Tâche à faire A:
Combien de lignes de la liste contiennent la chaîne « negative », en respectant la casse ? Comptez-les et donnez seulement le nombre.

Extrait source:
+ + + + + + +

Diverses dénominations
Certaines de ces appellations sous-tendent un racisme primaire ; plus d’un parent a traité ses enfants de « romanichels », quand ils revenaient sales à la maison (cela vaut pour les appellations bohémien et gitan).
La formulation gens du voyage est quant à elle plus explicite. Elle concerne les personnes nomades, celles que nous croisons dans des aires de stationnement, généralement peu, voire pas équipées pour les accueillir. Cette appellation peut concerner des tsiganes… mais aussi bien d’autres personnes qui vivent en nomades (bateliers, saisonniers, forains…).
Ajoutons à cela que si certaines appellations sont exogènes dans une langue, elles seront endogènes dans une autre langue européenne. Si en France, le mot Rom peut être perçu de manière péjorative du fait de l’usage qu’en ont les élites politiques françaises, en Allemagne, le terme Zigeuner (tsigane), renvoyant à une période sombre de l’histoire (le génocide par les nazis), peut être perçu comme une insulte.

+ + + + + + +

Données fournies:
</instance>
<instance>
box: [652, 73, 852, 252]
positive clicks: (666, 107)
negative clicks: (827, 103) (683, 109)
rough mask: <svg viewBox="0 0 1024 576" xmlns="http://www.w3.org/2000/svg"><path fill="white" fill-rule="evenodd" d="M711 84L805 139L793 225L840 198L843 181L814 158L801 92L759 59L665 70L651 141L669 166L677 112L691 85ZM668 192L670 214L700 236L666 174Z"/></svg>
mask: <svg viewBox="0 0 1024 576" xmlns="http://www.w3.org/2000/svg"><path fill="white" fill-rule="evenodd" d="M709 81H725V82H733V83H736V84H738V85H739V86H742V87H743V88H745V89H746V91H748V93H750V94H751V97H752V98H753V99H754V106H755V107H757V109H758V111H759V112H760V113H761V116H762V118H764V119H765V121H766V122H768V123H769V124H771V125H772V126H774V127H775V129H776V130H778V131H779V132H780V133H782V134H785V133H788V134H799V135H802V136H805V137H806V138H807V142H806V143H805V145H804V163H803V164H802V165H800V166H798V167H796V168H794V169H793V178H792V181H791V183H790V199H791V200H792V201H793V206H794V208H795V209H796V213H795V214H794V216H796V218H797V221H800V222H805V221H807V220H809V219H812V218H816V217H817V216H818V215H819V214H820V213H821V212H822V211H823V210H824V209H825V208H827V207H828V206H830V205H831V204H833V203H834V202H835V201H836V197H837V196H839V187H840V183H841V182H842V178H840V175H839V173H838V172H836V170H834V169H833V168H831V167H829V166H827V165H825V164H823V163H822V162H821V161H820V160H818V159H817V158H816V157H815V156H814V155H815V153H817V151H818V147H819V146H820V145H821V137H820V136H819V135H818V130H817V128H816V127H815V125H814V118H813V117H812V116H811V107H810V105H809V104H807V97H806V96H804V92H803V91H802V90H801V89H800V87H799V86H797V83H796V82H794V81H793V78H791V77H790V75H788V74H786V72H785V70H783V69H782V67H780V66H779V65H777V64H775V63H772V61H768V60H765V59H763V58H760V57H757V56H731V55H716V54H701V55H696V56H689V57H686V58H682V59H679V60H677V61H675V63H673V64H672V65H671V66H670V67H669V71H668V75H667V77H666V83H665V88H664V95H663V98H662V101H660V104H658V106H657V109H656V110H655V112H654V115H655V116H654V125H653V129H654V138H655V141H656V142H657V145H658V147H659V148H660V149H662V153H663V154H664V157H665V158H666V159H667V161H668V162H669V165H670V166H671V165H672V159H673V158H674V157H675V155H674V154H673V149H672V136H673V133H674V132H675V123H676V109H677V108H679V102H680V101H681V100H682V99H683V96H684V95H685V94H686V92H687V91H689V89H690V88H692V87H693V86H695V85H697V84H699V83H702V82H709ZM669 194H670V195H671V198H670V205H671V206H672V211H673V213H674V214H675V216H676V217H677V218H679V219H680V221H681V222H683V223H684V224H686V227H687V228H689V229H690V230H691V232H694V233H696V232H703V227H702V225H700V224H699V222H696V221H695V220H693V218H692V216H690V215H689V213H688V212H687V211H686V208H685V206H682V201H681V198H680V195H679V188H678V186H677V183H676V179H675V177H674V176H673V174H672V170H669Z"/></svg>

+ + + + + + +

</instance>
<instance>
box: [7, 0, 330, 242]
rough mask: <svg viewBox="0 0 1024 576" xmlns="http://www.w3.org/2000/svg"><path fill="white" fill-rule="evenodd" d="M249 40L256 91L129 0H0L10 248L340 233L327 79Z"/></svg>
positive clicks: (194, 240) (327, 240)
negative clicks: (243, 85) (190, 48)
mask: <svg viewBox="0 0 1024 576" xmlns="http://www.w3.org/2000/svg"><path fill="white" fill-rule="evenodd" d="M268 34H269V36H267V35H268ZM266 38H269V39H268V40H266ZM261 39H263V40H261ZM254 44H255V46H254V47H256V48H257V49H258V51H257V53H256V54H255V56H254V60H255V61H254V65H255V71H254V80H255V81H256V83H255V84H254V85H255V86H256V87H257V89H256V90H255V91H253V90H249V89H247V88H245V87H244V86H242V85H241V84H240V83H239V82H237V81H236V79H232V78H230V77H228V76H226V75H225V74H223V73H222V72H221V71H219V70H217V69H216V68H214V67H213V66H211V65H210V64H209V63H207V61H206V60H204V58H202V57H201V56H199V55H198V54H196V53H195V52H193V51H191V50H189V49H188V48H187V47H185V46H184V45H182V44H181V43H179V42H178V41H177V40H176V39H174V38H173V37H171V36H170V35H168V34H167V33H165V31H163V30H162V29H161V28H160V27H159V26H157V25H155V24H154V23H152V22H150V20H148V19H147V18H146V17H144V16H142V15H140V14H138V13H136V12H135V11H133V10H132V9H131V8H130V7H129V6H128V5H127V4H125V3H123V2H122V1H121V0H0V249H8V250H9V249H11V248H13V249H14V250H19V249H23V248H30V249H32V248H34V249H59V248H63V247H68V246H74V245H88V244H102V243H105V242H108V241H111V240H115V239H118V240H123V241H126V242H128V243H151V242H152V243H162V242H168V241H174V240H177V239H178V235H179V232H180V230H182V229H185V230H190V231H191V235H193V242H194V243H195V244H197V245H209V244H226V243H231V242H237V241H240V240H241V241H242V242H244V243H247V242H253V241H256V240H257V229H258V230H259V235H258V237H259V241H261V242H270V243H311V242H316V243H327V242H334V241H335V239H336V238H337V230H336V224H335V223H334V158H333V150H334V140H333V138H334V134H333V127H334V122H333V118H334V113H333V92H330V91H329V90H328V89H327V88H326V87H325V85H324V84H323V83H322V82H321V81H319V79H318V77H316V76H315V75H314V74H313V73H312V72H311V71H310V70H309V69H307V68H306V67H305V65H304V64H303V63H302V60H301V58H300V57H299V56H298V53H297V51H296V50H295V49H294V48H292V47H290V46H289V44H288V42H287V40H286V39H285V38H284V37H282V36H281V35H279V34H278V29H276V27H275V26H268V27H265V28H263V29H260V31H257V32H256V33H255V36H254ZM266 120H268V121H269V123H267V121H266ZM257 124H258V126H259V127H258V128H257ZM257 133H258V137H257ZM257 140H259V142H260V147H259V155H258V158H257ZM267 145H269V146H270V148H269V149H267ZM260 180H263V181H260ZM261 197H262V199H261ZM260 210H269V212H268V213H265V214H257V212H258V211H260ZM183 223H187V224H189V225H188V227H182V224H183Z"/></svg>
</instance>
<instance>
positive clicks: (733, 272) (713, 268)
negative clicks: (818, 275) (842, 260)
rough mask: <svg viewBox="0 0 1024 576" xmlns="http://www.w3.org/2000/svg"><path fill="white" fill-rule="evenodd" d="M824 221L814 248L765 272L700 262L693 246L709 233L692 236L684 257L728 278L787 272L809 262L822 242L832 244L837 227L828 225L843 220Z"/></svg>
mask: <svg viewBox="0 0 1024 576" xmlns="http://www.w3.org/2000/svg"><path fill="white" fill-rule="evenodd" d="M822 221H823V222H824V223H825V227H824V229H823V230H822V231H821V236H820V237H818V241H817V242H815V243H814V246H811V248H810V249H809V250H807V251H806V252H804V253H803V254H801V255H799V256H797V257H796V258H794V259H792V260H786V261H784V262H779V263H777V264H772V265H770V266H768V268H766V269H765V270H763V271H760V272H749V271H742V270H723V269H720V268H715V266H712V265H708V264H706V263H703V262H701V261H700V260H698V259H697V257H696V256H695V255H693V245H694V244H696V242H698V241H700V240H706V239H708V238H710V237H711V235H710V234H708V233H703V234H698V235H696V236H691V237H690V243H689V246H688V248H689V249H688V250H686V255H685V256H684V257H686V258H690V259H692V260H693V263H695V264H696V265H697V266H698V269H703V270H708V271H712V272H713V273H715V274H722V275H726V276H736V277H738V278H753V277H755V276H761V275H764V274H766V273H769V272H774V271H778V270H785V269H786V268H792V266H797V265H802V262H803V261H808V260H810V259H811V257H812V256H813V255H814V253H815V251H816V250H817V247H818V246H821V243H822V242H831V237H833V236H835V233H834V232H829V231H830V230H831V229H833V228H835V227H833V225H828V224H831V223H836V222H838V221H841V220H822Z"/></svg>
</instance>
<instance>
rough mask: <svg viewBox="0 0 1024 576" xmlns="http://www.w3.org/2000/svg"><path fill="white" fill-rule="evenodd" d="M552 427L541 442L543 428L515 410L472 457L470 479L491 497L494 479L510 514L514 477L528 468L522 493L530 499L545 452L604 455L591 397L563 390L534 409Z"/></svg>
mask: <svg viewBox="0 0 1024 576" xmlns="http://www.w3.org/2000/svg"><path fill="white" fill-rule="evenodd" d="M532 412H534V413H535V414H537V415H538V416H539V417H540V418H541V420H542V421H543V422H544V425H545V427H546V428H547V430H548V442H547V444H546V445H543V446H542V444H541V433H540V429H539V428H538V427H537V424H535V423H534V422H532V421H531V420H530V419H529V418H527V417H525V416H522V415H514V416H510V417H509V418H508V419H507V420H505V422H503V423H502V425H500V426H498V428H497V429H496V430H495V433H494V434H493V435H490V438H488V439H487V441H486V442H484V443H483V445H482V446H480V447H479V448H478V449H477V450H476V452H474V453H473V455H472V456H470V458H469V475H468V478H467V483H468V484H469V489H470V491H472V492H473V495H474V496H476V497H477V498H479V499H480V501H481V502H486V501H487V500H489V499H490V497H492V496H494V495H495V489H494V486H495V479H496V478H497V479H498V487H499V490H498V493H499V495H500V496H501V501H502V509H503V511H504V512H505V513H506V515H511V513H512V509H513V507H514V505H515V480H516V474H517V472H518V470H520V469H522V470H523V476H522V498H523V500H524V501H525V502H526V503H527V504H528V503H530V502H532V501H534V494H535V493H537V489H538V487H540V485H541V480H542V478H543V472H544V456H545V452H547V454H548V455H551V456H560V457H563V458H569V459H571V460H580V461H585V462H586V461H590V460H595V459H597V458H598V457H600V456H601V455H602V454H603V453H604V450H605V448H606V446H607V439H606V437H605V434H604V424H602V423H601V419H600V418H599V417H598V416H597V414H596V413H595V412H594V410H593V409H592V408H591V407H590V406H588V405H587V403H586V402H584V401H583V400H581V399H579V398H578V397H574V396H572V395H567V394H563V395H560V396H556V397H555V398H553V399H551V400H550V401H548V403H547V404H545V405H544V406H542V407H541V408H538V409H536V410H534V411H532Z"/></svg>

+ + + + + + +

Tâche à faire B:
D'après l'extrait sur les dénominations, quel terme peut être perçu comme une insulte en Allemagne ?

Réponse proposée A:
3

Réponse proposée B:
Le terme Zigeuner (tsigane).